▶ [WHAT THIS TASK INVOLVES]: Reproduce the complete listing without any deviation.

◆ ◆ ◆

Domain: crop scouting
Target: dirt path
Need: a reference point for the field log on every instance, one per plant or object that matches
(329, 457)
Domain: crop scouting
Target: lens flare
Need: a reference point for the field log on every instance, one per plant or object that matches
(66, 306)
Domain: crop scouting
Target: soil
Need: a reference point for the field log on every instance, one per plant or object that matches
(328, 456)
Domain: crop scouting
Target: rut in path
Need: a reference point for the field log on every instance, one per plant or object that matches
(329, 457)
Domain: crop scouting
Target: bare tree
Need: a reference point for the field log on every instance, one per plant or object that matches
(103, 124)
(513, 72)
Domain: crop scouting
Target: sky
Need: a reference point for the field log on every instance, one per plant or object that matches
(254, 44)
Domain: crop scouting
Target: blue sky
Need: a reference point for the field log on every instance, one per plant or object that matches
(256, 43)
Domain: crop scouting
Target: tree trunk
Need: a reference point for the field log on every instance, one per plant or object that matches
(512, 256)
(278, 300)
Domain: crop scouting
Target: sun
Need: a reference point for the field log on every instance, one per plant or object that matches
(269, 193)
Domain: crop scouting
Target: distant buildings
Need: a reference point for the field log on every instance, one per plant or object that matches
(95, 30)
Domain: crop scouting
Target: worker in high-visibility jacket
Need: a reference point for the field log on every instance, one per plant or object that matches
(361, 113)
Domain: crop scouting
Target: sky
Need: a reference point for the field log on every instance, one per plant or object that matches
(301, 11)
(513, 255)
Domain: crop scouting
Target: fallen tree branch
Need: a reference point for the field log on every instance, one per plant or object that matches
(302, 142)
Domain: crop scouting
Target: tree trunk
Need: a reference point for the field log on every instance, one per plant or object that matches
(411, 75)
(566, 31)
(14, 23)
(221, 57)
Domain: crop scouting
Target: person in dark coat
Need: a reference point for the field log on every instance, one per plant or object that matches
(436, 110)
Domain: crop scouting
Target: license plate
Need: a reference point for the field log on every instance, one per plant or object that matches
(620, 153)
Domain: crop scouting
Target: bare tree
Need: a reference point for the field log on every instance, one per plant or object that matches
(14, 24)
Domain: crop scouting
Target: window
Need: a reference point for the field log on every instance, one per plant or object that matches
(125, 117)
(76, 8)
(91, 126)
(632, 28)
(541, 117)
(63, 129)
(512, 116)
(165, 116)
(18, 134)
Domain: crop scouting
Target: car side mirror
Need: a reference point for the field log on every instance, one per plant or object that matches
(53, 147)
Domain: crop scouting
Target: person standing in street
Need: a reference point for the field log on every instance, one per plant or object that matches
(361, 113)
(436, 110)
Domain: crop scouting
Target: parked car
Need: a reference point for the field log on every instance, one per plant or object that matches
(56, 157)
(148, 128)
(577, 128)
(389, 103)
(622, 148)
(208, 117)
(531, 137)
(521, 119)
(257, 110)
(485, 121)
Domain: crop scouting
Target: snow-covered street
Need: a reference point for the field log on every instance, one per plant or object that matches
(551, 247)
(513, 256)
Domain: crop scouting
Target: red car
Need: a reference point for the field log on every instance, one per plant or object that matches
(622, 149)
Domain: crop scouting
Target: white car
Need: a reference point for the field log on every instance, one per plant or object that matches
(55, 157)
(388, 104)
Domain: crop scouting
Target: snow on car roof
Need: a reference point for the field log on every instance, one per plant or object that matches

◆ ◆ ◆

▶ [COMPLETE ANSWER]:
Domain: crop scouting
Target: dirt path
Need: a reference point for the field log on every instance, one per plant or object that matches
(329, 457)
Domain: crop scouting
Target: lens flare
Need: a reference point for the field log on every instance, one per plant or object that matches
(66, 306)
Domain: crop scouting
Target: soil
Need: a reference point for the field log on every instance, one per plant or object that matches
(328, 456)
Domain: crop scouting
Target: rut in path
Need: a reference point for the field log on every instance, one per plant or object that matches
(329, 457)
Domain: crop scouting
Target: bare tree
Need: a reference point for the field log on every instance, one per plant or object that matches
(103, 124)
(513, 72)
Domain: crop scouting
Target: sky
Need: a reference point for the field log on every instance, one per plant or object that matches
(254, 44)
Domain: crop scouting
Target: blue sky
Need: a reference point for the field log on every instance, one per plant or object that matches
(256, 43)
Domain: crop scouting
Target: tree trunk
Need: a reference point for the field log on every instance, one per plant or object that matches
(512, 256)
(278, 300)
Domain: crop scouting
Target: sun
Need: a reference point for the field log on every instance, one per plant or object that matches
(269, 193)
Domain: crop scouting
Target: distant buildings
Need: a reference point for the field log on every instance, one per plant or object that matches
(95, 30)
Domain: crop scouting
Target: worker in high-visibility jacket
Need: a reference point for the field log on every instance, one per plant or object that matches
(361, 113)
Domain: crop scouting
Target: sky
Need: a reference point for the field log on every instance, one per plant or object that matches
(301, 11)
(513, 255)
Domain: crop scouting
Target: fallen tree branch
Need: a reference point for the field log on every instance, one per plant or object that matches
(302, 142)
Domain: crop scouting
Target: tree trunk
Need: a reference point for the field log on every instance, one per plant or object that matches
(411, 75)
(566, 31)
(14, 23)
(221, 57)
Domain: crop scouting
Target: person in dark coat
Need: a reference point for the field log on every instance, one per plant or object that matches
(436, 110)
Domain: crop scouting
Target: license plate
Need: a reference point for the field log on every instance, one per plant or object that matches
(620, 153)
Domain: crop scouting
Target: bare tree
Need: a reference point for the field log on every instance, one per plant or object that matches
(14, 24)
Domain: crop scouting
Target: window
Need: a reference point for the field log on every instance, one per plant or object that matches
(125, 117)
(76, 8)
(91, 126)
(632, 28)
(541, 117)
(63, 129)
(512, 116)
(165, 116)
(18, 134)
Domain: crop scouting
Target: car side mirror
Need: a reference point for the field log on every instance, one per plant or object that matches
(53, 147)
Domain: crop scouting
Target: person standing in street
Need: a reference point for the field log on every instance, one per plant or object that matches
(361, 113)
(436, 110)
Domain: crop scouting
Target: parked car
Need: a reference point for the field log on every instance, one per plant or object that matches
(56, 157)
(148, 128)
(577, 128)
(389, 103)
(622, 148)
(208, 117)
(531, 137)
(521, 119)
(257, 110)
(485, 121)
Domain: crop scouting
Target: snow-covered street
Need: a reference point for the field log on every instance, one per plant or object that matches
(551, 247)
(513, 256)
Domain: crop scouting
Target: red car
Need: a reference point for the field log on every instance, one per plant or object that matches
(622, 149)
Domain: crop scouting
Target: white car
Need: a reference point for the field log on every instance, one per plant or object that matches
(55, 157)
(388, 104)
Domain: crop scouting
Target: snow on car roof
Need: a reference point for the field log on every instance, one per plant or object that matches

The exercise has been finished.